About this task: Nothing in the records should be changed in the copy, though the pictures must be left out.

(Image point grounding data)
►

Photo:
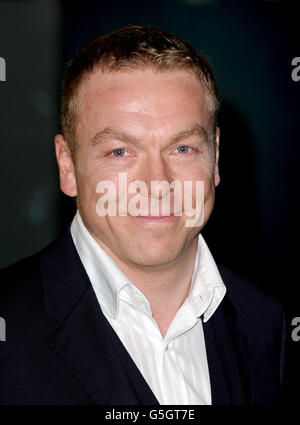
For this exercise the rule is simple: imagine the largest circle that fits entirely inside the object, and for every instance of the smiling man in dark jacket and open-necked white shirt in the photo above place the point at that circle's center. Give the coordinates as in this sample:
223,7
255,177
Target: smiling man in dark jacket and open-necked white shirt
128,305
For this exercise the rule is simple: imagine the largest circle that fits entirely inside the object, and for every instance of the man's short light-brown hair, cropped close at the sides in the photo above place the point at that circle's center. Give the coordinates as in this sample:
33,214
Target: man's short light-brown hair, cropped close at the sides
131,47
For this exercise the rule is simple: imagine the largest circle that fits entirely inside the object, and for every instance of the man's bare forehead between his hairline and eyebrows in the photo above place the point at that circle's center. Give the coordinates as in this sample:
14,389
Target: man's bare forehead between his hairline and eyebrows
145,97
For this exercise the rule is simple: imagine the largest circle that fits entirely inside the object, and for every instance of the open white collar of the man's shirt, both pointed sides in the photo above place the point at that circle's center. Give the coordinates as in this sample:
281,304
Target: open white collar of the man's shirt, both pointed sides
110,283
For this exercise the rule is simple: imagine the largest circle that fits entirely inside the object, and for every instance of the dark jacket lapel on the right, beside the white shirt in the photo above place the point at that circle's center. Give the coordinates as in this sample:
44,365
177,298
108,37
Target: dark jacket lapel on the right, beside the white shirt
224,357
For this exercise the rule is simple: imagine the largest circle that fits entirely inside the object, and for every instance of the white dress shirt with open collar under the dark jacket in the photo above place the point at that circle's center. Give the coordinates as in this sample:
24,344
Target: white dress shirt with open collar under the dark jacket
175,366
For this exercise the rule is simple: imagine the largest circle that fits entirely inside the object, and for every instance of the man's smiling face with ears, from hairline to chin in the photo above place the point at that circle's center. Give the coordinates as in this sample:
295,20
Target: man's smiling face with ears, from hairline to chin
153,126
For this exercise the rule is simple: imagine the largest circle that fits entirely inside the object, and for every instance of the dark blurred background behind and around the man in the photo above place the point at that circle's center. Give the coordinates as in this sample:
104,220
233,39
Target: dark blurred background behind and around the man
250,44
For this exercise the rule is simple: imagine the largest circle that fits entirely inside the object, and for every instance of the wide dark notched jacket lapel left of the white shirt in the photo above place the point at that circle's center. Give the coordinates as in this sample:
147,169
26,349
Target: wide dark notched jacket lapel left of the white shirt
84,341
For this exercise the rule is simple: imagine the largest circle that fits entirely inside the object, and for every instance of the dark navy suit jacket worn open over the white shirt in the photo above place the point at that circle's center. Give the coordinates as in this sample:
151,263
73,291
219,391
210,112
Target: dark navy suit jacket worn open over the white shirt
60,349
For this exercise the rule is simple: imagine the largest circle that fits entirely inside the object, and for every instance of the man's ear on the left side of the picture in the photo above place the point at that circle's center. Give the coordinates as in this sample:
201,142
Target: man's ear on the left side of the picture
66,167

◄

Result of the task:
Photo:
For this exercise the rule is simple: imagine the largest circle that fits entirely inside the object, and for every instance of the smiling man in dark jacket and open-necked white shirt in the photo above place the point at that circle's center. Give the coordinates as in this sample:
223,7
255,177
Target: smiling man in dark jacket and open-necked white shirt
128,305
For this exercise the rule is simple: imagine the largest circle that fits entirely inside the object, and for every instance of the man's short light-brown hair, cropped close at the sides in the photo above place the point at that circle's center. Give the coordinates as in this sample:
33,214
Target: man's short light-brown hair, cropped close at the sides
131,47
For this exercise the rule is simple: imagine the largest circle that fits entirely inside the object, and for every instance of the man's bare forehead between his hairline and eyebrows in the photo above place the point at that circle's center. Give the coordinates as in this sample:
14,389
Target: man's bare forehead between his hairline and eyebrows
145,97
For this exercise the rule is simple: imagine the largest circle that fits entirely inside the object, and for every instance of the open white collar of the man's shirt, both pointed sides in the photo above place the point at that circle's center. Give the coordinates as in this sample:
281,304
Target: open white collar of the man's shirt, both pointed sides
110,283
For this exercise the rule is simple: imagine the largest circle that fits entirely inside the object, and for every instance of the dark jacket lapel on the right, beside the white shirt in the photo above place the point at that circle's center. Give the coordinates as in this sample:
44,365
177,298
108,37
Target: dark jacket lapel on the right, beside the white shirt
224,357
For this exercise the rule is simple: imagine the largest circle that fits entirely inside the object, and for every instance of the white dress shirt with open collar under the dark jacket in the photo above place the point at that circle's center. Give the coordinates as in this sample:
24,344
Target: white dress shirt with open collar under the dark jacket
175,366
For this exercise the rule is simple: imagine the largest circle that fits entirely inside the object, and for every instance of the man's smiling face with ears, from hairline to chin in the photo above place the point at that circle's center. Give the coordinates as in this sample:
295,20
Target: man's smiling face with ears, from hairline to chin
153,126
For this exercise the rule is simple: imagine the largest circle that fits entirely inside the object, and for every instance of the dark blurred background behind and around the man in the photo above place the point at that circle's center. Give the coordinates as in this sample:
104,220
233,39
Target: dark blurred background behind and around the man
250,44
For this exercise the rule is simple: imagine the largest circle that fits entirely inside the object, and for every instance of the wide dark notched jacket lapel left of the white shirt in the photo above place the point at that circle's center. Give the coordinates as in this sample:
147,169
26,349
Target: wide dark notched jacket lapel left of the white shirt
84,341
For this exercise the rule is simple: imagine the largest circle that fits entirely inside the object, and for every instance of the dark navy suit jacket worn open over the white shirt in the photo above place the point at that circle's center. Give the coordinates as in this sample:
151,263
73,291
219,391
210,112
Target: dark navy suit jacket worn open over the white shirt
60,349
For this exercise the rule is simple: imagine the largest circle that fits entirely inside the object, and for every instance of the man's ear on the left side of the picture in the photo above place the point at that circle's center. Give the coordinates as in this sample:
201,142
Target: man's ear on the left side of the picture
66,167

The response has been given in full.